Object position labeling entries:
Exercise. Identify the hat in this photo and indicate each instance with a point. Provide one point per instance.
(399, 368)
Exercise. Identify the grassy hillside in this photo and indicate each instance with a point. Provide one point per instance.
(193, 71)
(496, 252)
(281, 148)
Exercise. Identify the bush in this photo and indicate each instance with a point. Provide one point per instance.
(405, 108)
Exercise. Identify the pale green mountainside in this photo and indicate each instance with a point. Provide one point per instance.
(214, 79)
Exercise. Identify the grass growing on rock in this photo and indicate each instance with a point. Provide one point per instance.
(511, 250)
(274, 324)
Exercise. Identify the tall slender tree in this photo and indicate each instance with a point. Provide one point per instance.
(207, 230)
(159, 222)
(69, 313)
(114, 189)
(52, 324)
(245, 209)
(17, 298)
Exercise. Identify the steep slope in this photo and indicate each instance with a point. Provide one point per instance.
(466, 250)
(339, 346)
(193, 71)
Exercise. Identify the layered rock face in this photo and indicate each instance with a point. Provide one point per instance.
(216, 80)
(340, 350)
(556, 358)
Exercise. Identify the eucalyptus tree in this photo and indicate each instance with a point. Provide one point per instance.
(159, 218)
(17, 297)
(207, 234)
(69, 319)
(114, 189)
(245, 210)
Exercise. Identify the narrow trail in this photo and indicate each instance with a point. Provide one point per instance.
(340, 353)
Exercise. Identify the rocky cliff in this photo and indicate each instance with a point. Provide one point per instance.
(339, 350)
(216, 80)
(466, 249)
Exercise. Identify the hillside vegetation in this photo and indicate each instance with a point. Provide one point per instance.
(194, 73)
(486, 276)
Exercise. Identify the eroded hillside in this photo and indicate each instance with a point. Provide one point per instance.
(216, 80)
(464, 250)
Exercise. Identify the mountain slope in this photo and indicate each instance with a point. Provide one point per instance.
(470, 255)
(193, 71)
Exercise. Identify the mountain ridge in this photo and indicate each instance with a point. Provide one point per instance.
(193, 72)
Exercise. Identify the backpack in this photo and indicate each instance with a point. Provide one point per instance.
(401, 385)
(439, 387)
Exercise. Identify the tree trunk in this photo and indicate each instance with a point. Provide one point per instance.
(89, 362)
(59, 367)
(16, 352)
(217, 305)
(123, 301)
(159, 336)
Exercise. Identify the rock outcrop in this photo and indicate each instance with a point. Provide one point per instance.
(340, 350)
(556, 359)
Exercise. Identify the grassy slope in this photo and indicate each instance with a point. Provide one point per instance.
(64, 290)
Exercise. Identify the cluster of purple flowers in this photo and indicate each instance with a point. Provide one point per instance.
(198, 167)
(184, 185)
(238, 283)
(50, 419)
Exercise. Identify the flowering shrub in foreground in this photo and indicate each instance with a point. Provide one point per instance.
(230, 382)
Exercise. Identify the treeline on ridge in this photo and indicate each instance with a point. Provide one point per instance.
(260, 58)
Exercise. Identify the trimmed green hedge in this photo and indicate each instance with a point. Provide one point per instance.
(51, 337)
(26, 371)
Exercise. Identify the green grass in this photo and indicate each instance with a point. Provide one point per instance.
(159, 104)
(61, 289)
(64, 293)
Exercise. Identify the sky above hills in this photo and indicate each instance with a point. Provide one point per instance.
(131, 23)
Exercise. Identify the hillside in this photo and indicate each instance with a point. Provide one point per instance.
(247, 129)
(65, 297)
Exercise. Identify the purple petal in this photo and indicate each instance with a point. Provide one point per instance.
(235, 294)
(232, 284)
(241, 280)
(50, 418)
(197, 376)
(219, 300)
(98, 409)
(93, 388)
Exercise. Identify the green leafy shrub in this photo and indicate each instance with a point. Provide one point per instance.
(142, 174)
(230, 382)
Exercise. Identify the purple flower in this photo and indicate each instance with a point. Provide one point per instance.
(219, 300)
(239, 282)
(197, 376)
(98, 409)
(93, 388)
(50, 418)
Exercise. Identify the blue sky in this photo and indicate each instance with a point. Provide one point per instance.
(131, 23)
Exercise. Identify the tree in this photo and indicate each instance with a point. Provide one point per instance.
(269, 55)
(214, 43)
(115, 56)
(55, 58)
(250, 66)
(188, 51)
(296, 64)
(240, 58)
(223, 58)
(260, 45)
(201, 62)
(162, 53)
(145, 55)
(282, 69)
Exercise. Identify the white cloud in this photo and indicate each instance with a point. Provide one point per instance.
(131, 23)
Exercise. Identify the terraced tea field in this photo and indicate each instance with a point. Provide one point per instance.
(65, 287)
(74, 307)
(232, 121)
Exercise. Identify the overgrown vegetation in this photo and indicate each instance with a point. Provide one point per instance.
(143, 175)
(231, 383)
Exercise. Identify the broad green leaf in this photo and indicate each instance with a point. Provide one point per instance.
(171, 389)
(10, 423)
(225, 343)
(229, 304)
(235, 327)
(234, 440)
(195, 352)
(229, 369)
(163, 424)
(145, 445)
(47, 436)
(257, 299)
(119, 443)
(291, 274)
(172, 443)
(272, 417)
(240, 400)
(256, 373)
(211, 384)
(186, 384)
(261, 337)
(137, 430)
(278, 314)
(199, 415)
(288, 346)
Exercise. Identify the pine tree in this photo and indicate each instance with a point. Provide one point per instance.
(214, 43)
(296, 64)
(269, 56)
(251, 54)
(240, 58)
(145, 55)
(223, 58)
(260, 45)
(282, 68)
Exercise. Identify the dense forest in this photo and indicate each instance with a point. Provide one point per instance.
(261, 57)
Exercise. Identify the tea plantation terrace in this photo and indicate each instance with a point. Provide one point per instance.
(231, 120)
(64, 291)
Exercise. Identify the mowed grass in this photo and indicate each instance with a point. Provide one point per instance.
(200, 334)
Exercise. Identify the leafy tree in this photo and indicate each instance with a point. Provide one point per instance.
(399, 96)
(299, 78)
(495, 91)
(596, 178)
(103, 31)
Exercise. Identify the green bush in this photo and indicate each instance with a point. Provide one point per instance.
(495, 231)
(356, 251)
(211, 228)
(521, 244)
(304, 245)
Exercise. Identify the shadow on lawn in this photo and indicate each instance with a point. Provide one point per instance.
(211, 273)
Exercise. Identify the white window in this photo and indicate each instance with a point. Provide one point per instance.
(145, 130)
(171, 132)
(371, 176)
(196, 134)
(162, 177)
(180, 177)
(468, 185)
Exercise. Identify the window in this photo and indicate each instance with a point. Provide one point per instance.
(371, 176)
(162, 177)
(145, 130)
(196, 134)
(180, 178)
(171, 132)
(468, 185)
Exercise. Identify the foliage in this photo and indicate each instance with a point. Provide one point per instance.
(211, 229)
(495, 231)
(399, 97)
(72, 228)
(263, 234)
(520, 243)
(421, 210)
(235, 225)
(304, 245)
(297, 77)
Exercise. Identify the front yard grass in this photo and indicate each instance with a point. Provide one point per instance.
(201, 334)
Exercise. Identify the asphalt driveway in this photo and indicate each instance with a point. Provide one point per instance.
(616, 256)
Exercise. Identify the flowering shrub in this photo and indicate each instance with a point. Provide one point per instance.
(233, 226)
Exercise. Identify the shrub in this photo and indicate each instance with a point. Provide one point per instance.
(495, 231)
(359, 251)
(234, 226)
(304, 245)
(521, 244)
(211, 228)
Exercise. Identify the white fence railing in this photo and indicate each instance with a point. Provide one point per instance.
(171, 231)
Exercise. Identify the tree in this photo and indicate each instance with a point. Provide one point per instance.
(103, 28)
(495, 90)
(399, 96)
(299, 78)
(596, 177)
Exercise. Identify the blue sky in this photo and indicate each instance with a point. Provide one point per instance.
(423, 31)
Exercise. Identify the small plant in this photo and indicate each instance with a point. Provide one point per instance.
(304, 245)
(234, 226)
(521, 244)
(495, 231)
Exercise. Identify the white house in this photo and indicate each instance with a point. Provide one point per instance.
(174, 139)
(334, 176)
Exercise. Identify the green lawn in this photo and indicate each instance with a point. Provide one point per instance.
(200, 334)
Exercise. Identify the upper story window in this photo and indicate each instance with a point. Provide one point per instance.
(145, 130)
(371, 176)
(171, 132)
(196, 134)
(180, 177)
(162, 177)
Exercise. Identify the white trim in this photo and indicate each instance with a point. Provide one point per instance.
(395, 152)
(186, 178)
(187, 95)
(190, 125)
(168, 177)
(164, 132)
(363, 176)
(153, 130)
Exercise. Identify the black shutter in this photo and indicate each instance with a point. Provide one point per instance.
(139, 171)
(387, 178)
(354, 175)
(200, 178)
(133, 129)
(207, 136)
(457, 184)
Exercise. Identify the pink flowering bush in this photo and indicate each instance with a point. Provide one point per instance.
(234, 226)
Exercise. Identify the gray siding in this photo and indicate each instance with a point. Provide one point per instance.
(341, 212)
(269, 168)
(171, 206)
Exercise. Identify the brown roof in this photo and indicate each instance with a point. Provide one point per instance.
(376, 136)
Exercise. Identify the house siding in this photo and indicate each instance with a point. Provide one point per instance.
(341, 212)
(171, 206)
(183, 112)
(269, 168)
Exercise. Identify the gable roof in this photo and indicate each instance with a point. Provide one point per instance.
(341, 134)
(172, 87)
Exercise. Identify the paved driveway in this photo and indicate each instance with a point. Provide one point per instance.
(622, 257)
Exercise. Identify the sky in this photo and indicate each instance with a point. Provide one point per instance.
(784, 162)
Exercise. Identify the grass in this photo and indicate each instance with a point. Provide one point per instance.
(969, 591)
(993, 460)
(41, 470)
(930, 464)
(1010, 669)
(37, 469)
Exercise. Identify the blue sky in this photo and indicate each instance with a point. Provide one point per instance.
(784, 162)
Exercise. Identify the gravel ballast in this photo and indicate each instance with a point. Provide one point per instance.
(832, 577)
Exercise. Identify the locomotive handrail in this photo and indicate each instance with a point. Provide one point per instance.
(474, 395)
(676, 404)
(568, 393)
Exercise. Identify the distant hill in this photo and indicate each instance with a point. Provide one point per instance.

PROBLEM TO WORK ON → Copy the records verbatim, starting at the line containing "Exercise. Identify the gravel" and continuing through the final line of the records.

EXERCISE ANSWER →
Exercise. Identify the gravel ballast in this photo and indicate each instance with a point. Provide one point per instance.
(832, 577)
Exercise. Identify the locomotive handrail in this photo and indicate each instance with a point. Provide one point per instance.
(474, 395)
(676, 404)
(568, 393)
Exercise. Identify the distant hill in this photo and indicate each instance with a point. Provide one point per instance.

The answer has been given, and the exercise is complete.